Provided data |

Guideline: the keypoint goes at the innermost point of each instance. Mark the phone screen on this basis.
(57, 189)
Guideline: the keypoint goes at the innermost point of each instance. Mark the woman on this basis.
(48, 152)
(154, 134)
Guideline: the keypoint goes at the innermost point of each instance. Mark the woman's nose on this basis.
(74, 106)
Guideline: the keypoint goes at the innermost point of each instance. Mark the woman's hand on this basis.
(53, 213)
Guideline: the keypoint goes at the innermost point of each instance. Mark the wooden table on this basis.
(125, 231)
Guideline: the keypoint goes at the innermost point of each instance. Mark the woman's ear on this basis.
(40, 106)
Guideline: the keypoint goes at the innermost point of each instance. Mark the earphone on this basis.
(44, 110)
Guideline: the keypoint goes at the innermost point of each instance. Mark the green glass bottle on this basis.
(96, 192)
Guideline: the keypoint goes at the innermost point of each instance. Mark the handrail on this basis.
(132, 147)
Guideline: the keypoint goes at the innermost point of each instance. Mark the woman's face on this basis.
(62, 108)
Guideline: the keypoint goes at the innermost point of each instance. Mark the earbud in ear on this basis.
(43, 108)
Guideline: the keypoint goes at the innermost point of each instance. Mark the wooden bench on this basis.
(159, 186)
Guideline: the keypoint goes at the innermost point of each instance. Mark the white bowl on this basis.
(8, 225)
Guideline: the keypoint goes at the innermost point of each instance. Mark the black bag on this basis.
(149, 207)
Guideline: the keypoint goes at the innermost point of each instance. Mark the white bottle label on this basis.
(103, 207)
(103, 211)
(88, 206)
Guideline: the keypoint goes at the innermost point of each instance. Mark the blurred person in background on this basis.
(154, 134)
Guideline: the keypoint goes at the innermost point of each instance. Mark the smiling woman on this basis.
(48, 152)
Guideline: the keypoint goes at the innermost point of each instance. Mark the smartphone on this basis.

What you will do | Each entry is to be returned in full, character for character.

Response |
Guideline: the keypoint goes at the innermost point of each instance. Mark the phone screen on this basis.
(57, 189)
Guideline: the keypoint goes at the innermost point of each instance. Mark the woman on this basis.
(48, 152)
(154, 134)
Guideline: the keypoint goes at the innermost point of each instance. Mark the woman's nose on this basis.
(74, 106)
Guideline: the keypoint goes at the innermost point of each instance. Mark the woman's hand on this basis.
(53, 213)
Guideline: the keypoint goes at the innermost point of each instance. Mark the wooden table on this basis.
(125, 231)
Guideline: the keypoint goes at the innermost point of each instance. Mark the woman's ear on this basis.
(40, 106)
Guideline: the keypoint goes at the innermost point of each instance. Mark the earphone on this basis.
(44, 110)
Guideline: the keypoint goes at the innermost point of each instance. Mark the green glass bottle on this basis.
(96, 192)
Guideline: the keypoint goes at the innermost point of each instance. Mark the handrail on this basis.
(132, 147)
Guideline: the keypoint goes at the innermost point of each instance. Mark the woman's face on this basis.
(62, 108)
Guideline: the keypoint goes at the innermost point of each instance. Mark the earbud in ear on this basis.
(43, 108)
Guideline: the keypoint goes at the innermost point of each instance. Mark the wooden bench on this basis.
(159, 186)
Guideline: the keypoint goes at the innermost point of each instance. Mark the white bowl on this basis.
(8, 225)
Guideline: the keypoint goes at the innermost point of each instance. Mark the black bag on this basis.
(149, 207)
Guideline: the keypoint goes at the innermost point of each instance. Mark the white bottle label on this basis.
(103, 207)
(103, 211)
(88, 206)
Guideline: the keypoint goes at the innermost point of each instance. Mark the blurred person in background on this basis.
(154, 134)
Guideline: the keypoint goes at the innermost point of each instance. Mark the smiling woman on this basis.
(48, 152)
Guideline: the keypoint goes at the innermost point of each instance. Mark the smartphone on this basis.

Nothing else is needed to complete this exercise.